AUFGABEN
1. Was gab Finanzminister Ferdinand Lacina laut dem Dokument über Kultursponsoring im Jahr 1987 heraus?
2. Stimmen die folgenden Aussagen mit dem Dokument über Kultursponsoring überein? Antworten Sie jeweils mit Ja oder Nein und zitieren Sie die entscheidende Textstelle wörtlich.
(a) Helmut Zilk war damals Wiener Bürgermeister und zuvor Kulturstadtrat.
(b) Michael Erben sollte als Sponsor für die Wiener Staatsoper auftreten.
(c) Man einigte sich schließlich auf ein Honorar von tausend Schilling.
3. Führen Sie das Dokument über Kultursponsoring nach seinem letzten Satz fort.
----- DOKUMENT -----
Es war das just in der Zeit als z.B. der damalige Wiener Bürgermeister (und frühere Kulturstadtrat) Helmut Zilk den Unternehmer Michael Erben dazu motivierte, als Sponsor für das Wiener Schauspielhaus aufzutreten, um so eine breitere Diskussion um privates Kunst- und Kulturförderengagement auszulösen (1987 gab Finanzminister Ferdinand Lacina dazu einen „Sponsorerlass“ heraus, der bis heute die Grundlage der steuerlichen Behandlung privaten Engagements bildet.)
Ich fühlte mich geehrt und sagte zu. Als mich Kirchberger fragte, wieviel das kosten würde, antwortete ich – vom Ambiente offensichtlich etwas eingeschüchtert zögernd: Tausend Schilling? Na, etwas mehr darf es schon sein, meinte er daraufhin. Wir einigten uns auf dreitausend und ich trug erstmals Informationen aus einer Reihe europäischer Länder zusammen, um so Entscheidungsgrundlagen für eine spezifisch österreichische Lösung zu schaffen.
----- AUFLISTUNG -----
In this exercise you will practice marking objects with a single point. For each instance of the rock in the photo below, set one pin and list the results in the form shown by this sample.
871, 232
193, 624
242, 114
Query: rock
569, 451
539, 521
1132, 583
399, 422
-----
LÖSUNGEN
1. Einen „Sponsorerlass“, der bis heute die Grundlage der steuerlichen Behandlung privaten Engagements bildet.

2.
(a) Ja: „der damalige Wiener Bürgermeister (und frühere Kulturstadtrat) Helmut Zilk“
(b) Nein: „als Sponsor für das Wiener Schauspielhaus aufzutreten“
(c) Nein: „Wir einigten uns auf dreitausend“

3.
Kurz nach der Abgabe der kleinen Studie erreichte mich der schon im letzten Blogbeitrag erwähnte Anruf von Wolfgang Unger, dem Leiter der Literaturabteilung des Unterrichts- und Kunstministers. Als Vertreter der Kunstsektion war er auch mit den laufenden Aktivitäten rund um den Kulturpolitischen Maßnahmenkatalog befasst. Er fragte mich rundheraus, ob ich nicht die Leitung des Österreichischen Kultur-Service übernehmen wolle.
Ich hatte von dieser Einrichtung zuvor noch wenig gehört. Vage erinnerte ich mich noch an einen Besuch beim Gründer Herbert Gras, bei dem ich mich als junger Lehrer über die Möglichkeiten des Zusammenwirkens erkundigt habe.
Mein Beginn als Geschäftsführer des ÖKS: Na, dann probieren wir es halt noch einmal
Nachdem er mir auch noch das attraktive Gehalt genannt hatte, sagte ich einfach: Ja. Was sich im Nachhinein als ein Fehler herausstellen sollte. Denn erst als ich meine Tätigkeit als Geschäftsführers begonnen hatte, sollte mir klar werden, dass ich aus der Sicht des Ministeriums in erster Linie einen Job als Masseverwalter eines maroden Unternehmens antreten sollte.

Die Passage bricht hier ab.